▶ **Requirements**
- A) Summarize the passage on Italian prostitution law in two sentences.
- B) In the passage on Italian prostitution law, what is the maximum prison term the bill sets for libertinaggio?

::: Excerpted passage

The bill is framed as an amendment to the Legge Merlin of 20 February 1958, No 75 by providing for penalties for the act of prostitution, solicitation, or availing oneself of sexual services in a place open to the public (Art. 1). Article 2 amends article 600 bis of the penal code to provide penalties for recruiting, inducing, promoting, using, managing, organizing, controlling, or profiting from the sexual services of a person under 18, or for those promising any kind reward for a sexual act with a person between 14 and 18. It also provides for repatriation of foreign minors engaging in prostitution. Article 3 deals with organized crime, penalizing conspiracy to exploit prostitution via article 416 of the penal code. Article 4 provides no new resources and repeals article 5 of the Legge Merlin, which it replaces, prohibiting libertinaggio (solicitation constituting offence or harassment) subject to up to 15 days imprisonment.

Legislative history

The bill (S.1079) was introduced into the Senate, where it has been debated in committee in conjunction with a group of related bills (19 March 2009).[33][34] In interviews with Gente and Panorama, Carafagna stated that she was declaring war on prostitution[35] and criticised opponents who proposed quartieri a luci rosse (red light districts).[36] It remains firmly on the agenda of the Berlusconi government, despite the sex work scandals that continue to be associated with him.[37] This has been achieved by packaging anti-prostitution measures into security packages, frustrated by the slow passage of the actual legislation. As with previous attempts this has attracted much criticism.[38][39]

Opposition

The bill is opposed by the Catholic Church, sex workers[40][41] harm reduction advocates[19] feminist groups,[42][43] human rights and immigrant groups,[44] and lawyers[45] and continues to be a matter of both popular and academic debate.[46] Carfagna believes it is necessary to combat trafficking.[47]

2008 ordinances

The Domestic Security regulations of 24 July 2008 (L.125/08) gave mayors judicial power to declare anything that might endanger the security and decorum of their cities an emergency. Under these powers, sex workers and clients have been subjected to ordinances that permit municipal police to administer fines. The Public Security Law enables police chiefs to expel persons from a city in which they do not officially reside. EU citizens are subject to fines while non-EU citizens may be placed in detention centres and deported. The Comitato reports a breakdown in relationships between NGOs and authorities and between NGOs and workers, an avoidance of health services and an increase in criminal activity. While enforcement varies by region and over time, the immediate effect has been the expected and desired one of clearing the streets (at least temporarily) and displacing workers to remote areas. Indoors work has increased, and quality of life in general has deteriorated. Unprotected sex has increased due to reduced ability to negotiate. Stigmatization and vulnerability have increased, as has a greater reliance on social services. As noted in other countries, as soon as police activity is reduced, older work patterns reappear.[6] On April 7, 2011, the Italian Constitutional Court with the Sentence n. 115/2011 decided that this kind of Mayors' Ordinances must have time and space limits and urgent conditions to be issued. So, the simple exercise of street prostitution could be no more persecuted by this kind of local bills.

::::::
::: Material shown

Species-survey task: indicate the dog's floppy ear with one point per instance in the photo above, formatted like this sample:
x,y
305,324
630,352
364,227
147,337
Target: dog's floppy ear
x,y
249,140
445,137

::::::

▶ **Answers provided**
- A) The bill amends the Legge Merlin to penalize prostitution, solicitation, or using sexual services in public places, adds penalties involving minors and organized crime, and has been debated in a Senate committee while facing opposition from groups that include the Catholic Church, sex workers, and feminists. Separately, 2008 security rules let mayors issue ordinances fining sex workers and clients, which cleared streets at least temporarily but increased stigmatization and vulnerability, until a 2011 Constitutional Court ruling required such ordinances to have time and space limits and urgent conditions.

- B) Up to 15 days.